* **Document excerpt**
□ □ □
It took some research last week to figure out our new destination: in our minds we went to Malaga for some time on the beach, to Puglia to discover the trulli and to the Scandinavian capitals. In the end we decided to take the car and drive on a roadtrip to Germany. We ended up on an island we did not really know existed: the island of Ruegen or in German: Rügen.
Rügen is Germany’s largest island and exists of one main island, several smaller islands and some peninsula’s. We spent a few days on the main island and really enjoyed the nature, the German hospitality and the relaxing atmosphere. The island of Rügen is about 900 km² and is part of the Mecklenburg Vorpommern province. The only gateway by road is the 96, crossing the modern Stralsund bridge. If you like birds, make sure you pay attention to the green fields because we saw lots of cranes!
Jasmund National Park on Rugen
The island of Rügen is known for its chalk cliffs, magical lakes and beautiful views of the Baltic sea coast. Our first stop was Jasmund National Park. Jasmund was founded in 1990 and is one of the 2.200 national parks in the world, so you can almost say its the German equivalent of Yellowstone. In Jasmund National Park there are a lot of hikes you can enjoy. We parked the car at Hagen Parkplatz and walked to the Visitor Centre of the National Park. Near the Visitor Centre, you can take a long wooden stairway down to the beach (ignore the fact that you will have to walk back). It’s a good exercise and the only way to enjoy a walk on the beach. You will get a good view of the mysterious chalk cliffs, the relatively small coastline and the impressive ancient beech forests. The walk we did from the parking in Hagen to the Visitor Centre was about 2,5 – 3 kilometres and a very easy walk in mainly forest. We advise to take your time and keep your eyes and ears open: we saw a lot of animals – try to count the number of robins :). Look out for red frogs and don’t leave without seeing a few deer. Please note that you can also enjoy apfelstrudel mit sahne and ofcourse a German lager in the café near the Visitor Centre!
□ □ □
* **Provided information**
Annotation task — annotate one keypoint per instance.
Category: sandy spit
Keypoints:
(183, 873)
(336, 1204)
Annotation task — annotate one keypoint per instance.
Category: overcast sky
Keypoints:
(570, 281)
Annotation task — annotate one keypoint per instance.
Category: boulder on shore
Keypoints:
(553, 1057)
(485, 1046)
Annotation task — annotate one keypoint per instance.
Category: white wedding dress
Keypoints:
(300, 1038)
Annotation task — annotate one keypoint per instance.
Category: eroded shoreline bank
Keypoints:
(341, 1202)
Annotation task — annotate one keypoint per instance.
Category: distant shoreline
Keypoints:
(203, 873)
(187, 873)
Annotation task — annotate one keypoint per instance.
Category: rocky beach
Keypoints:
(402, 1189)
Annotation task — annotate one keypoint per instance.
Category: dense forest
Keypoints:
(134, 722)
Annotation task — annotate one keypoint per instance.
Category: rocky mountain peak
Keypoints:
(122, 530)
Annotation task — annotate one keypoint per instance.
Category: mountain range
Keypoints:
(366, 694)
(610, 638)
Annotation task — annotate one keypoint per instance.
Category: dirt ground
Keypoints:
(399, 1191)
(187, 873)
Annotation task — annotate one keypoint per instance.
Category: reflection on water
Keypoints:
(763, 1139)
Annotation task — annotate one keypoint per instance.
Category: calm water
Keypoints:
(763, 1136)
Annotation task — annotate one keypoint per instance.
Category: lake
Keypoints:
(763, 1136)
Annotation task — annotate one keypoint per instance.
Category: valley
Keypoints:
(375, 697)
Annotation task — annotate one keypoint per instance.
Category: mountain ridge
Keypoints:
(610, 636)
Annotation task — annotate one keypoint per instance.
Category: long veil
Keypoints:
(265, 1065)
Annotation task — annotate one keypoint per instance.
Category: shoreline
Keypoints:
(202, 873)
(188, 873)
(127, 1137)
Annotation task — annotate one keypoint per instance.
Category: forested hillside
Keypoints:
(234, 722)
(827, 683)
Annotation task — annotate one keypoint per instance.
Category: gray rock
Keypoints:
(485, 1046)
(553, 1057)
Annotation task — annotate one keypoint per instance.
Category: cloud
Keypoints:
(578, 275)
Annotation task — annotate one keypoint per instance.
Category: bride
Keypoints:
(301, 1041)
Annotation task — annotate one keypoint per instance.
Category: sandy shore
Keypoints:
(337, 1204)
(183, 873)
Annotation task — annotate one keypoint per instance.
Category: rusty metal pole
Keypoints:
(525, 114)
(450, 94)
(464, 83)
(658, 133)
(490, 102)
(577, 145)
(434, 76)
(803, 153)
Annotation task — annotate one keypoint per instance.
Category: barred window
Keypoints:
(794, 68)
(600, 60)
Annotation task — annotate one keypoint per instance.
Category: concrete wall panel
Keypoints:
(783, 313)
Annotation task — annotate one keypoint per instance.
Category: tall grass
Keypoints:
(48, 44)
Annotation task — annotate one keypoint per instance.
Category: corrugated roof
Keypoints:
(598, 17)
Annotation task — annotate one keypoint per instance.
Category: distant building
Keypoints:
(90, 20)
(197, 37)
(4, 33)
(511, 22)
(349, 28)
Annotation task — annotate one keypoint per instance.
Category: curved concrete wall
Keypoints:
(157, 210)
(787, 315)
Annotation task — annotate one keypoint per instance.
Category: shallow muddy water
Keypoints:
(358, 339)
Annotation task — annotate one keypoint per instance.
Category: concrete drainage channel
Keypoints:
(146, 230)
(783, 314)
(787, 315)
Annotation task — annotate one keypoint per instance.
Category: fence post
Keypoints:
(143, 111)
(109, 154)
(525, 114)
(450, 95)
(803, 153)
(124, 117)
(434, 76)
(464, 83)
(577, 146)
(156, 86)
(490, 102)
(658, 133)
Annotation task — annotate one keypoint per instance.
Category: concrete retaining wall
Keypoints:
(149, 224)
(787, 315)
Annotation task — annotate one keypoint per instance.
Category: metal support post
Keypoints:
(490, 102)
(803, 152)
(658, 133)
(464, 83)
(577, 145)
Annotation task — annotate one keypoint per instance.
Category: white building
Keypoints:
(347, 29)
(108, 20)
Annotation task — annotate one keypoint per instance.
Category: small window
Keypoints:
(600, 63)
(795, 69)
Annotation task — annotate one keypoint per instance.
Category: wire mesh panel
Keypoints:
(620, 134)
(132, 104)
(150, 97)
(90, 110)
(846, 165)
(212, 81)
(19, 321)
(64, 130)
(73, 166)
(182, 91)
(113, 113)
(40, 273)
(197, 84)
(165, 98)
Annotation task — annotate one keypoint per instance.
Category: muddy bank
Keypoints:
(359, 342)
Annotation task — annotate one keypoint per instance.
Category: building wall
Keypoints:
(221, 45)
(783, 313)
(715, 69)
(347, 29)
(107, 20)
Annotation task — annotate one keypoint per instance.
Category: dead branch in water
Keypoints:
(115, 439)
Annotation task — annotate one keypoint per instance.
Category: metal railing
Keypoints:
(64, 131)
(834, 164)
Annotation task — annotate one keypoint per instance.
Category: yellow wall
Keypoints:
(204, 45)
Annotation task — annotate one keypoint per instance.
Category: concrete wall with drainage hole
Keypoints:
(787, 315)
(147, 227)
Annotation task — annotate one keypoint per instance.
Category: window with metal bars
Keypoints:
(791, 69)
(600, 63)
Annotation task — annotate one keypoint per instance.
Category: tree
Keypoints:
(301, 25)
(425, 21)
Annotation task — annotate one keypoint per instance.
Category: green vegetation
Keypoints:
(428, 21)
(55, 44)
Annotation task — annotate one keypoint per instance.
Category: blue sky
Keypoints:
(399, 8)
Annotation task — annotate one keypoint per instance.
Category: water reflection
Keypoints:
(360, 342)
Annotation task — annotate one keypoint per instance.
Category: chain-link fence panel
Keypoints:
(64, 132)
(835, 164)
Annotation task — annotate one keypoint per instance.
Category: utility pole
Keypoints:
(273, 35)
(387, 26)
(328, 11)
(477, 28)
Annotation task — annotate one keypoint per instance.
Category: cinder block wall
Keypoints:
□ □ □
* **Exercise 1**
Copy the stretch of the Rügen travel text from "It took some" through "lots of cranes!".
* **Exercise 2**
Write what follows next in the Rügen travel text, picking up after its final sentence.

* **Response area 1**
It took some research last week to figure out our new destination: in our minds we went to Malaga for some time on the beach, to Puglia to discover the trulli and to the Scandinavian capitals. In the end we decided to take the car and drive on a roadtrip to Germany. We ended up on an island we did not really know existed: the island of Ruegen or in German: Rügen.
Rügen is Germany’s largest island and exists of one main island, several smaller islands and some peninsula’s. We spent a few days on the main island and really enjoyed the nature, the German hospitality and the relaxing atmosphere. The island of Rügen is about 900 km² and is part of the Mecklenburg Vorpommern province. The only gateway by road is the 96, crossing the modern Stralsund bridge. If you like birds, make sure you pay attention to the green fields because we saw lots of cranes!

* **Response area 2**
Entrance fee: € 8,50
Tree Top Walk
Near the village of Prora, just on the L293 you will find ‘Naturerbe Zentrum Rügen”, which is part of the non profit organization DBU Natural Heritage. With its open landscapes, wetland and woodlands, Prora is unique for its natural diversity. In this park you can experience a tree top walk in the forest and enjoy the stunning of view the island and the Baltic Sea from the viewing tower ‘eyrie’. From a height of 82 metres above sea lea level, the 40 metres high viewing tower offers you views of the Sea and the bays but also – if facing the north east – of KdF Seebad. The brochures tell us that we have the chance to observe the majestic white-tailed sea eagle native to the island but I guess you understand we did not spot an eagle or any special species bird at all really. However, the 1,25 kilometre walk between the old beech trees and the view are worth paying a visit to the park!
Entrance fee: € 10,-
KdF-Seaside with a planned 4,5 km length, was a resort complex that was built and almost completed on behalf of the NS-Gemeinschaft “Kraft durch Freude” (Strength Through Joy) between 1936 and 1939. These seaside resorts were meant to provide affordable holidays for the German working class. As part of the Third Reich, the plan was to build five of these huge seaside complexes. The only construction project that ever started, was this project on the east coast of the Baltic Sea coast on Rügen. The architect Clemens Klotz planned to build 8 enormous buildings (‘Bettenhäuser) along the shoreline, divided in two complexes: North and South. Each complex would exist of four blocks of ten housing units, providing sea view rooms for 20.000 people. The project included plans for community buildings, swimming pools, restaurants, cinemas and sport halls. The plan was to finish the park in 1941, but the complex was never finished. However during 1944-45 refugees from bombed cities as Hamburg lived in the buildings and during the war the complex was used for military trainings and as military hospital. From the 1950’s to 1991 the buildings were used for training troops by the East German Army, some buildings were demolished and renovated again, some buildings have been stripped of usable materials. Today, there are three blocks located south of the planned, unfinished fairground and two in the north with ruins of two other blocks close by. The complex is the largest architectural legacy of the Nazi period besides the Nazi Party Rally Grounds in Nuremberg, and is now a listed monument. Take your time to walk around, immerse yourself in the history and try to imagine how this immense complex would have been. A bizarre sensation.
Sellin is a pretty village on the coast and is known for its beautiful pier with restaurant. The beach is very pretty, almost white and even on a cold day in April, the sand invites you for a stroll. Sellin is a popular holiday village, just as the rest of Rügen island actually. We noticed that the houses and shops are beautifully painted and well preserved. With its unique architectural style, it looks like living in a cottage where the American porches meet the Scandinavian country style.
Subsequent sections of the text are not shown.